Required work: Can you arrange the items below as a Markdown table with the columns "Row" and "Line", one numbered row per line and no blank lines? Include only the part that opens with the line containing "form [69, 387]." and runs through the end of the items.

Provided records:
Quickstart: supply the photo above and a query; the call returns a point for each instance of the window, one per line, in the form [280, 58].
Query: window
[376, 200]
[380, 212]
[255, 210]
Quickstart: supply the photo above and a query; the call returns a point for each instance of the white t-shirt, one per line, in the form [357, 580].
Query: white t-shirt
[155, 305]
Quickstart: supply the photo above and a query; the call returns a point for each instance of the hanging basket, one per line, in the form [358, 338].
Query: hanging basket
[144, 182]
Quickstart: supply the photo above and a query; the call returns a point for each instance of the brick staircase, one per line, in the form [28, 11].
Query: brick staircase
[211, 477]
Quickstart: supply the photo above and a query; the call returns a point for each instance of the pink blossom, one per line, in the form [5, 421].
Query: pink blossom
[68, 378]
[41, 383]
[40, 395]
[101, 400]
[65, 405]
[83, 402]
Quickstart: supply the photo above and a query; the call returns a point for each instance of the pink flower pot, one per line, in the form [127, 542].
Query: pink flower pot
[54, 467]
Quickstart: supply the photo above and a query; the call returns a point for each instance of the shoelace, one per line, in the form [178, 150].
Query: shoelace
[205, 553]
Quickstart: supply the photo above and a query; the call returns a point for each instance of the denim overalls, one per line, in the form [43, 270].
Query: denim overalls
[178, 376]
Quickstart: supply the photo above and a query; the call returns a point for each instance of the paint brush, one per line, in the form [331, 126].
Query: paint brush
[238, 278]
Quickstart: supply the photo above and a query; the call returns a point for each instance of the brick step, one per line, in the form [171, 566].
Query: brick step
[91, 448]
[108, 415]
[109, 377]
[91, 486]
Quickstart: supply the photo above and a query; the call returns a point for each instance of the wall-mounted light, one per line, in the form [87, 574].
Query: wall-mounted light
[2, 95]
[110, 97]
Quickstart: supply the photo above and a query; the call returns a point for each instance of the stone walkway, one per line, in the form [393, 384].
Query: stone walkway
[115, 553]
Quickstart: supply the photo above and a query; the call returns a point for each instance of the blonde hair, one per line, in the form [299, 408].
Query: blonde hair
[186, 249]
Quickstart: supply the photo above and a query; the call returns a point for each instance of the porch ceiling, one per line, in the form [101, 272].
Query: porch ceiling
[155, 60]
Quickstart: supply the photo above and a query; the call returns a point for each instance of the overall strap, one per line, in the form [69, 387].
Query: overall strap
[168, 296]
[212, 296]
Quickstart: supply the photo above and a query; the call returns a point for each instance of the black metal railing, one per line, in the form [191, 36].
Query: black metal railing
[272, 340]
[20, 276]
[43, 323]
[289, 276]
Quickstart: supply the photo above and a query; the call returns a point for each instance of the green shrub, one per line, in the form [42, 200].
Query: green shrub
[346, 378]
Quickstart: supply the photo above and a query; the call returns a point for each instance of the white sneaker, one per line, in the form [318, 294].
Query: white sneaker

Output below:
| Row | Line |
|---|---|
| 1 | Quickstart: supply the photo above and a query; the call returns a point for each instance of the overall strap, one per line, in the form [69, 387]. |
| 2 | Query: overall strap |
| 3 | [168, 296] |
| 4 | [212, 296] |
| 5 | Quickstart: supply the photo above and a query; the call returns a point for each instance of the black metal railing, one per line, in the form [191, 36]. |
| 6 | Query: black metal railing |
| 7 | [272, 340] |
| 8 | [20, 276] |
| 9 | [43, 323] |
| 10 | [289, 276] |
| 11 | Quickstart: supply the photo above and a query; the call returns a point for each instance of the green shrub, one per line, in the form [42, 200]. |
| 12 | Query: green shrub |
| 13 | [346, 378] |
| 14 | Quickstart: supply the photo above and a query; the call returns a point for each instance of the white sneaker, one per line, in the form [318, 294]. |
| 15 | Query: white sneaker |